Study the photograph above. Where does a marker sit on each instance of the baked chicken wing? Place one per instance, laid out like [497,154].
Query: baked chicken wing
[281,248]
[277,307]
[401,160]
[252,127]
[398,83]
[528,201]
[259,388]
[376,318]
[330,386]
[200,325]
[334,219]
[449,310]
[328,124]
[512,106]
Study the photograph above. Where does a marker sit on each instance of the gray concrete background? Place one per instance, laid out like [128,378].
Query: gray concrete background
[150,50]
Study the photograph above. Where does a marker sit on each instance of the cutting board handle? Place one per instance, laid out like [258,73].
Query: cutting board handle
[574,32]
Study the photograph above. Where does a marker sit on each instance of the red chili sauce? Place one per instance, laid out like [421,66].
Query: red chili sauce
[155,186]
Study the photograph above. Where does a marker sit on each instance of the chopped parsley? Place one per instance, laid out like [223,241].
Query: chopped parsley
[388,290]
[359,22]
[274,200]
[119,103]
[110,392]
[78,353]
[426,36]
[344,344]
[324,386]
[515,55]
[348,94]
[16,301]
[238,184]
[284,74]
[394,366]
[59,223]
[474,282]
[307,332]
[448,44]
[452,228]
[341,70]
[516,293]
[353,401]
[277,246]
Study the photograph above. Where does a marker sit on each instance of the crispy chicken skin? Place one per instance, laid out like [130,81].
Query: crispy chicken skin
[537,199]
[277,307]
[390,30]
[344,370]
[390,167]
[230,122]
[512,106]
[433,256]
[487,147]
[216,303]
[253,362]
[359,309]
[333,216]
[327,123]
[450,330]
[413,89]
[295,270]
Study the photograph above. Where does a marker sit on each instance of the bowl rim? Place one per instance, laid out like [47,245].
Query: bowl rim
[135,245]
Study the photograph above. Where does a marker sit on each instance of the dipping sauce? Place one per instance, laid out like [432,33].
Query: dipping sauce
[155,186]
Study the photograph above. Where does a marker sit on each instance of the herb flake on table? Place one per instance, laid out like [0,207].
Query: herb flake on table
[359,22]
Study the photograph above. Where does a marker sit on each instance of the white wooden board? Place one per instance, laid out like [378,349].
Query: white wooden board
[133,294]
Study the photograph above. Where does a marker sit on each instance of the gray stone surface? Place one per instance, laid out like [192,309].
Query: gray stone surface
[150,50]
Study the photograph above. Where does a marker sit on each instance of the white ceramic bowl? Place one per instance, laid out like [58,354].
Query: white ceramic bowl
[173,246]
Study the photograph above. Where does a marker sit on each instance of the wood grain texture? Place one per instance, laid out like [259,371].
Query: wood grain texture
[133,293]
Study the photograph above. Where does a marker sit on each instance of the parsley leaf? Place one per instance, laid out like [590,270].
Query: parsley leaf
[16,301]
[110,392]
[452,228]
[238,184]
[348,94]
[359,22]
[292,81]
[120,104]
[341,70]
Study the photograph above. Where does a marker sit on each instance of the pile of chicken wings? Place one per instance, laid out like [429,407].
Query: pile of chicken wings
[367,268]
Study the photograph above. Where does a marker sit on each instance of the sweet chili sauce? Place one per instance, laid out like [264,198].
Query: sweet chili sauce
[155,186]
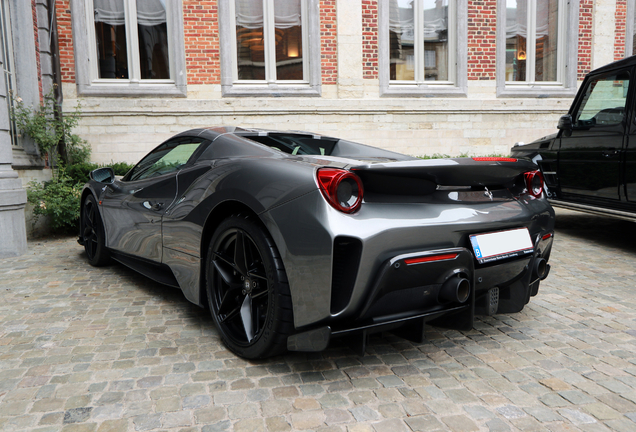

- **TASK DETAILS**
Beginning with the line that bears "out like [378,349].", output each line through the last line of the listing exactly, and no others; skip the pictures.

- **ANSWER FOR THE TASK**
Study the photograph above. Where does a marker sit on each instance of the white wooden board? Place one per instance, laid out like [378,349].
Query: white wooden board
[133,294]
Study the photograph above. Where does a marker sit on each instance of the gray stone surface? Place one per instance, laid out like [192,309].
Query: gray stone surface
[150,50]
Study the photograph above. Where does a marker sit on each instance of the white ceramic bowl? Place one per instance, laid out like [58,354].
Query: white ceramic bowl
[173,246]
Study the photograph above. Where does a marker sit on each instance of the wood grain texture? Place one per instance, laid out like [259,371].
Query: wood grain texture
[133,293]
Study the photograph above. Where does a marker sit on each instance of the parsley leaf? Place one per instance, laid out like [590,270].
Query: parsley leaf
[16,301]
[110,392]
[452,228]
[238,184]
[348,94]
[359,22]
[292,81]
[120,104]
[341,70]
Study the photograph above. Where does a marker sit on each instance of the pile of chicken wings? Place one per instance, laid out like [429,407].
Query: pile of chicken wings
[367,268]
Study the photograph above. Where does a marker sit on each instance of the sweet chili sauce? Place one per instance, laid out like [264,198].
Query: sweet chili sauce
[155,186]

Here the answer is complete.